→ Required work: Across all the records, filter for lines with the word "wheel" and copy them.

(Stored items)
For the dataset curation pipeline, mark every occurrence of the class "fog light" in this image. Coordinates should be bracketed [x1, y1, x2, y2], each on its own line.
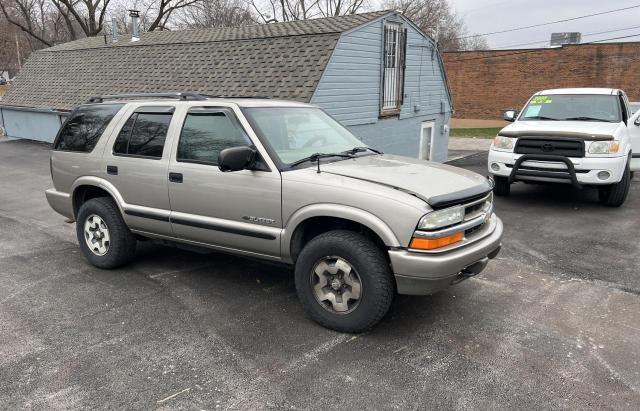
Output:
[491, 163, 500, 172]
[597, 171, 610, 180]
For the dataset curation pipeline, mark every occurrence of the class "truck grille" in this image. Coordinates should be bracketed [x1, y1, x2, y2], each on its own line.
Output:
[515, 138, 584, 157]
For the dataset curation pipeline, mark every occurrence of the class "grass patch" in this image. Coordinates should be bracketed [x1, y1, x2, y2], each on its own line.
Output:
[450, 127, 501, 138]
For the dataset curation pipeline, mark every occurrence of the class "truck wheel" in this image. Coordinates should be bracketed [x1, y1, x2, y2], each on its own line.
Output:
[294, 230, 394, 333]
[493, 176, 510, 196]
[598, 161, 631, 207]
[76, 197, 137, 268]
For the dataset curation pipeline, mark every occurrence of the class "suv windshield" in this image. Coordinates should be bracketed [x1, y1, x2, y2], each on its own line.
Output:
[243, 107, 369, 166]
[520, 94, 622, 123]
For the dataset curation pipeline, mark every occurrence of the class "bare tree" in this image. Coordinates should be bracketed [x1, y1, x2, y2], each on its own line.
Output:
[177, 0, 255, 28]
[53, 0, 111, 36]
[248, 0, 367, 23]
[383, 0, 487, 51]
[0, 0, 57, 45]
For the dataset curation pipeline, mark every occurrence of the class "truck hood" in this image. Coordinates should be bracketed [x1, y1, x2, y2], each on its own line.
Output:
[319, 154, 491, 207]
[500, 120, 622, 140]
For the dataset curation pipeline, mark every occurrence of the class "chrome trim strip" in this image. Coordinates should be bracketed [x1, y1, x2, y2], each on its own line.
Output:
[414, 212, 488, 239]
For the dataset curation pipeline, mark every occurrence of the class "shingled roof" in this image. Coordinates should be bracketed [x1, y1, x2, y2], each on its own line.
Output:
[2, 11, 391, 110]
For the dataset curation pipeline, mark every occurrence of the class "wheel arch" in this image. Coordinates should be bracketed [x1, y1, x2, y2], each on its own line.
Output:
[282, 204, 401, 264]
[71, 177, 126, 219]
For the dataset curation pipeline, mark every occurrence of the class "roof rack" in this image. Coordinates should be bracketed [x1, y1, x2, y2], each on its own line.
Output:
[202, 95, 271, 99]
[87, 92, 208, 103]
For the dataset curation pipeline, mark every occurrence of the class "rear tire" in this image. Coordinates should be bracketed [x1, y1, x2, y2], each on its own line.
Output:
[493, 176, 511, 196]
[76, 197, 137, 268]
[598, 161, 631, 207]
[294, 230, 394, 333]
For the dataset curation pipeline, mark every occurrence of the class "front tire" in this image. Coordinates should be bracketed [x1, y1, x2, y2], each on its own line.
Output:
[294, 230, 394, 333]
[76, 197, 137, 268]
[598, 161, 631, 207]
[493, 176, 511, 196]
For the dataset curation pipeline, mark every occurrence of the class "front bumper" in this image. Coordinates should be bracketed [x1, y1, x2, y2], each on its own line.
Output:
[389, 216, 503, 295]
[488, 150, 628, 185]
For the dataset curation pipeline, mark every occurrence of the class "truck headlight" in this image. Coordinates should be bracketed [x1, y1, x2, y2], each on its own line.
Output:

→ Expected output:
For the dataset curation pipeline, mark every occurrence of the class "truck wheel" in this image. Coordinates should be bracketed [x1, y1, x2, y2], each on its own line.
For the dataset curation pipeline, mark every occurrence of the class "wheel arch" in this image. Coordinates should be bracketed [x1, y1, x2, y2], each on its own line.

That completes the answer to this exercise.